[Collected data]
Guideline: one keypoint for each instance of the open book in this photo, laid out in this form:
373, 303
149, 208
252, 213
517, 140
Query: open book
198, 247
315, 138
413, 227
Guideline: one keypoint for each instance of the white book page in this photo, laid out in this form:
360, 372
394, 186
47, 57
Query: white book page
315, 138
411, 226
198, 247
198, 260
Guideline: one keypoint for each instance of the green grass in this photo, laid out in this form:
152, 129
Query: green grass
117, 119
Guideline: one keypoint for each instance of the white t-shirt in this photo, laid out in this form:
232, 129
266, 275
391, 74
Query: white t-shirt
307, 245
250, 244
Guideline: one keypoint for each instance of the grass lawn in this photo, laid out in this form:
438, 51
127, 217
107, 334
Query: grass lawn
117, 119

# PROBLEM REQUIREMENTS
Restate each of the entries above verbatim.

# FINAL ANSWER
Guideline: one keypoint for each instance of the open book in this photo, laid out in this form:
373, 303
149, 208
252, 213
517, 140
Query: open book
198, 247
315, 138
413, 227
Guideline: one keypoint for each instance of the white book page in this photo, laid out in this form:
360, 372
394, 186
47, 57
Query: white book page
315, 138
411, 226
198, 247
198, 260
Guideline: one keypoint for each instance of the green grass in this photo, laid out in this form:
152, 129
Query: green grass
117, 119
Guideline: one keypoint for each instance of the white t-shirt in this photo, laid out in this form:
232, 129
266, 275
391, 74
Query: white t-shirt
307, 245
250, 244
Guideline: one keypoint for each instance of the grass lawn in this photo, laid out in this form:
438, 51
127, 217
107, 334
Query: grass lawn
117, 119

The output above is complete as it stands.